TRECHO CITADO >>
◇ ◇ ◇ ◇ ◇
No canal do DCPC no Youtube, é possível conferir os vídeos, feitos por crianças típicas e atípicas. Entre eles, o de Luís. “Ele escreveu uma história falando dos seus sentimentos e atitudes. Depois desenhou e narrou a história. Foi incrível poder entender suas atitudes através dessa animação. Até porque é a linguagem que as crianças mais entendem”, conta Vitor, que criou o projeto em 2016 ao lado de Gilberto Barroso, o Giba, presidente do DCPC.

A iniciativa se tornou parte da plataforma finlandesa HundrED, que mapeia inovações em educação. “Percebe que tudo o que foi criado para o universo infantil foi criado por adultos? Cinema, teatro, livros etc. nós mudamos isso. Estamos dando voz às crianças”, diz Vitor. O DCPC tem também um curso de animação 2D.“Criamos uma nova plataforma, para que fez o curso é quiser colaborar com a gente é só se inscrever, fazer um teste e começar a colaborar”, explica o diretor.

A história de Luis chamou atenção até mesmo de uma das principais referências em educação do planeta, Andreas Schleicher, diretor de educação da OCDE (Organização para a Cooperação e Desenvolvimento Econômico). Um dos vídeos, produzido uma outra criança autista chamou a atenção de Vitor. “Uma menina com autismo severo desenhou a personagem principal com olhos vermelhos. Achei maravilhoso, pois sei que ela imaginou a personagem sofrendo na história.”
◇ ◇ ◇ ◇ ◇
MATERIAL FORNECIDO >>
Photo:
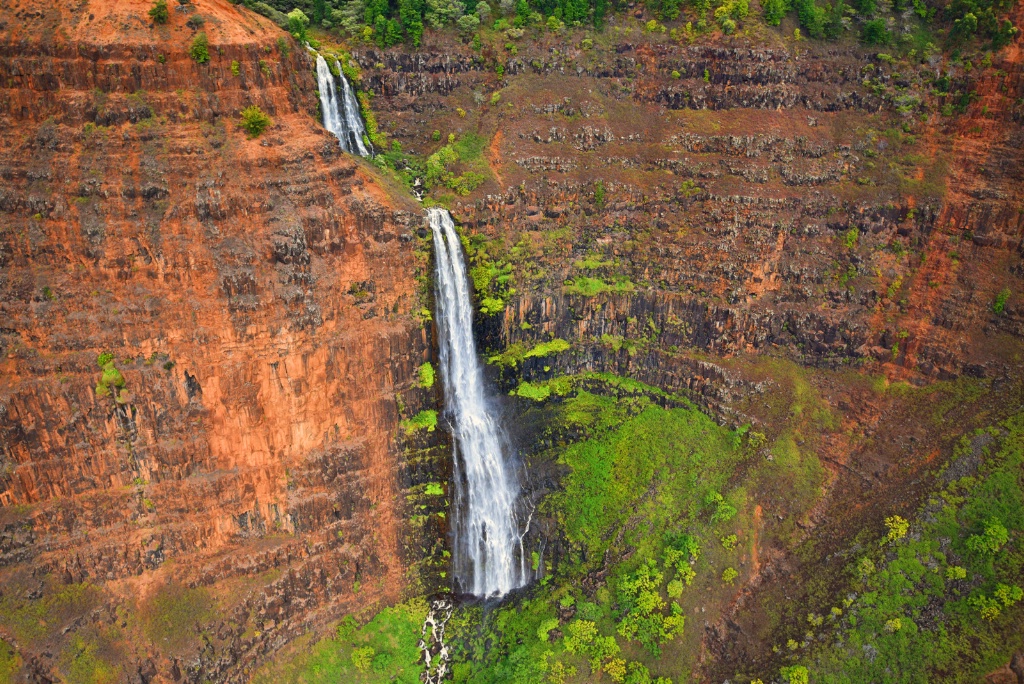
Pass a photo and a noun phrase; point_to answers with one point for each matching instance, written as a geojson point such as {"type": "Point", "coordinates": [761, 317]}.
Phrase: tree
{"type": "Point", "coordinates": [774, 10]}
{"type": "Point", "coordinates": [834, 27]}
{"type": "Point", "coordinates": [467, 25]}
{"type": "Point", "coordinates": [159, 12]}
{"type": "Point", "coordinates": [411, 13]}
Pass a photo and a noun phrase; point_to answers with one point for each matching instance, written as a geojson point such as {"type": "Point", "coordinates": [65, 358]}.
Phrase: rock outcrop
{"type": "Point", "coordinates": [256, 299]}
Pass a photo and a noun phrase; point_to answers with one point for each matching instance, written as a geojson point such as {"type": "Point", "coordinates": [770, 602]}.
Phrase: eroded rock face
{"type": "Point", "coordinates": [250, 449]}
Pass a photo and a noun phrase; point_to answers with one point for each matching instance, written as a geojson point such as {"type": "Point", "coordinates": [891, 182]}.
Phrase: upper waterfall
{"type": "Point", "coordinates": [341, 115]}
{"type": "Point", "coordinates": [488, 559]}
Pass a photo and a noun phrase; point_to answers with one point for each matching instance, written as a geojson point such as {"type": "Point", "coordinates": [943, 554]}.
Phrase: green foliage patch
{"type": "Point", "coordinates": [254, 122]}
{"type": "Point", "coordinates": [200, 48]}
{"type": "Point", "coordinates": [425, 420]}
{"type": "Point", "coordinates": [172, 617]}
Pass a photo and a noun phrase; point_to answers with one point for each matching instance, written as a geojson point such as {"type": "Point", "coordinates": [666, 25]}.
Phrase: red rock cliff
{"type": "Point", "coordinates": [256, 297]}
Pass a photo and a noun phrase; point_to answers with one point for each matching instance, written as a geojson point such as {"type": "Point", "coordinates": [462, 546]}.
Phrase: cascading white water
{"type": "Point", "coordinates": [353, 120]}
{"type": "Point", "coordinates": [341, 116]}
{"type": "Point", "coordinates": [487, 556]}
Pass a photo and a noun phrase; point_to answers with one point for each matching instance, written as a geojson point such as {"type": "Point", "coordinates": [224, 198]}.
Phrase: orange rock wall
{"type": "Point", "coordinates": [257, 297]}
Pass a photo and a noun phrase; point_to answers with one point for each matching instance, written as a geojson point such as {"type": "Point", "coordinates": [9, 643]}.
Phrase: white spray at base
{"type": "Point", "coordinates": [487, 555]}
{"type": "Point", "coordinates": [341, 113]}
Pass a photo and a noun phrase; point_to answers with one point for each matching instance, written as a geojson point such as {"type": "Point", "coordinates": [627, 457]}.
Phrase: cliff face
{"type": "Point", "coordinates": [237, 474]}
{"type": "Point", "coordinates": [256, 297]}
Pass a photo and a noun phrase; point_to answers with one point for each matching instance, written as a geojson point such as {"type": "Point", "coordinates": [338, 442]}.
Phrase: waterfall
{"type": "Point", "coordinates": [341, 116]}
{"type": "Point", "coordinates": [487, 556]}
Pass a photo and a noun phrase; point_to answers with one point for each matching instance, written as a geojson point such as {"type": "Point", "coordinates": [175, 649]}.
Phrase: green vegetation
{"type": "Point", "coordinates": [34, 621]}
{"type": "Point", "coordinates": [999, 305]}
{"type": "Point", "coordinates": [10, 661]}
{"type": "Point", "coordinates": [658, 467]}
{"type": "Point", "coordinates": [159, 12]}
{"type": "Point", "coordinates": [254, 122]}
{"type": "Point", "coordinates": [171, 618]}
{"type": "Point", "coordinates": [468, 152]}
{"type": "Point", "coordinates": [298, 25]}
{"type": "Point", "coordinates": [382, 650]}
{"type": "Point", "coordinates": [112, 382]}
{"type": "Point", "coordinates": [492, 276]}
{"type": "Point", "coordinates": [426, 374]}
{"type": "Point", "coordinates": [591, 287]}
{"type": "Point", "coordinates": [516, 353]}
{"type": "Point", "coordinates": [937, 599]}
{"type": "Point", "coordinates": [200, 49]}
{"type": "Point", "coordinates": [425, 420]}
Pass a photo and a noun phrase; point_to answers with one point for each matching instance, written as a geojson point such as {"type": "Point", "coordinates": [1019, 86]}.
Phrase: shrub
{"type": "Point", "coordinates": [254, 121]}
{"type": "Point", "coordinates": [200, 50]}
{"type": "Point", "coordinates": [898, 527]}
{"type": "Point", "coordinates": [298, 24]}
{"type": "Point", "coordinates": [426, 376]}
{"type": "Point", "coordinates": [990, 541]}
{"type": "Point", "coordinates": [159, 12]}
{"type": "Point", "coordinates": [363, 658]}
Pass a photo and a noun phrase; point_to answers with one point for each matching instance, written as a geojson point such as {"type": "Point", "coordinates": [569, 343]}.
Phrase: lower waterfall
{"type": "Point", "coordinates": [487, 556]}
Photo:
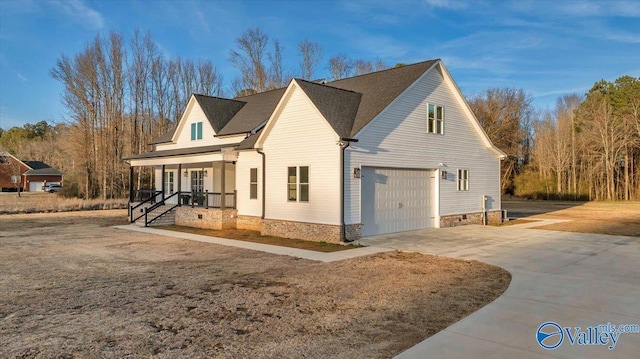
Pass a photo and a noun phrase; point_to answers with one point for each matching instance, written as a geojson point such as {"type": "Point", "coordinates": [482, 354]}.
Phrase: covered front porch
{"type": "Point", "coordinates": [203, 181]}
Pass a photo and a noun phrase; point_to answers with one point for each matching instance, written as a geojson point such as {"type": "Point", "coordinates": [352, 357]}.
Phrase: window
{"type": "Point", "coordinates": [168, 182]}
{"type": "Point", "coordinates": [253, 183]}
{"type": "Point", "coordinates": [463, 180]}
{"type": "Point", "coordinates": [197, 181]}
{"type": "Point", "coordinates": [298, 183]}
{"type": "Point", "coordinates": [435, 119]}
{"type": "Point", "coordinates": [196, 131]}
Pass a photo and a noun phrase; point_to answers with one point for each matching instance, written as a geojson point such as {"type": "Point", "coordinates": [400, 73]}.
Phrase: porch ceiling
{"type": "Point", "coordinates": [179, 156]}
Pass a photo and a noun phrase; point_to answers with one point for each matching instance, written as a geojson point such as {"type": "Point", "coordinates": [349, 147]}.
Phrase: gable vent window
{"type": "Point", "coordinates": [435, 119]}
{"type": "Point", "coordinates": [463, 180]}
{"type": "Point", "coordinates": [196, 131]}
{"type": "Point", "coordinates": [298, 184]}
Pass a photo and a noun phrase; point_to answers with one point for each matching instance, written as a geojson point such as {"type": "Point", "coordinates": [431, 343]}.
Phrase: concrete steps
{"type": "Point", "coordinates": [167, 219]}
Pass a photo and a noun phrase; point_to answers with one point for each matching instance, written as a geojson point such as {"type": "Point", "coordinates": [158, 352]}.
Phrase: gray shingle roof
{"type": "Point", "coordinates": [337, 106]}
{"type": "Point", "coordinates": [348, 104]}
{"type": "Point", "coordinates": [179, 152]}
{"type": "Point", "coordinates": [257, 110]}
{"type": "Point", "coordinates": [378, 89]}
{"type": "Point", "coordinates": [39, 168]}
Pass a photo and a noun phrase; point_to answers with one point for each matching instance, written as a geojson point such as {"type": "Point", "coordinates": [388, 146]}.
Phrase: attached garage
{"type": "Point", "coordinates": [35, 186]}
{"type": "Point", "coordinates": [396, 200]}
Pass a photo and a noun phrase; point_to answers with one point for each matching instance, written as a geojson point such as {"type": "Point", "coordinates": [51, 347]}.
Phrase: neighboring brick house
{"type": "Point", "coordinates": [29, 176]}
{"type": "Point", "coordinates": [385, 152]}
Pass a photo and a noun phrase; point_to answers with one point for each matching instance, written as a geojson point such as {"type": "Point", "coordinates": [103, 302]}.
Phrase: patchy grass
{"type": "Point", "coordinates": [515, 222]}
{"type": "Point", "coordinates": [256, 237]}
{"type": "Point", "coordinates": [72, 287]}
{"type": "Point", "coordinates": [616, 218]}
{"type": "Point", "coordinates": [10, 203]}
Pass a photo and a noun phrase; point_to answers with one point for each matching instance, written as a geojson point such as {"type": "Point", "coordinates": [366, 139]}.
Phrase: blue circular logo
◇ ◇ ◇ ◇ ◇
LISTA DE TAREFAS >>
a) Responda com base no trecho sobre o DCPC:
(i) Em que ano Vitor criou o projeto?
(ii) De que plataforma finlandesa a iniciativa passou a fazer parte?
(iii) De que cor a menina com autismo severo desenhou os olhos da personagem principal?
b) Transcreva do trecho sobre o DCPC a parte que vai de "A iniciativa se" até "explica o diretor.", sem mudar nada.

AS RESPOSTAS >>
a)
(i) Em 2016.
(ii) Da HundrED.
(iii) Vermelhos.

b)
A iniciativa se tornou parte da plataforma finlandesa HundrED, que mapeia inovações em educação. “Percebe que tudo o que foi criado para o universo infantil foi criado por adultos? Cinema, teatro, livros etc. nós mudamos isso. Estamos dando voz às crianças”, diz Vitor. O DCPC tem também um curso de animação 2D.“Criamos uma nova plataforma, para que fez o curso é quiser colaborar com a gente é só se inscrever, fazer um teste e começar a colaborar”, explica o diretor.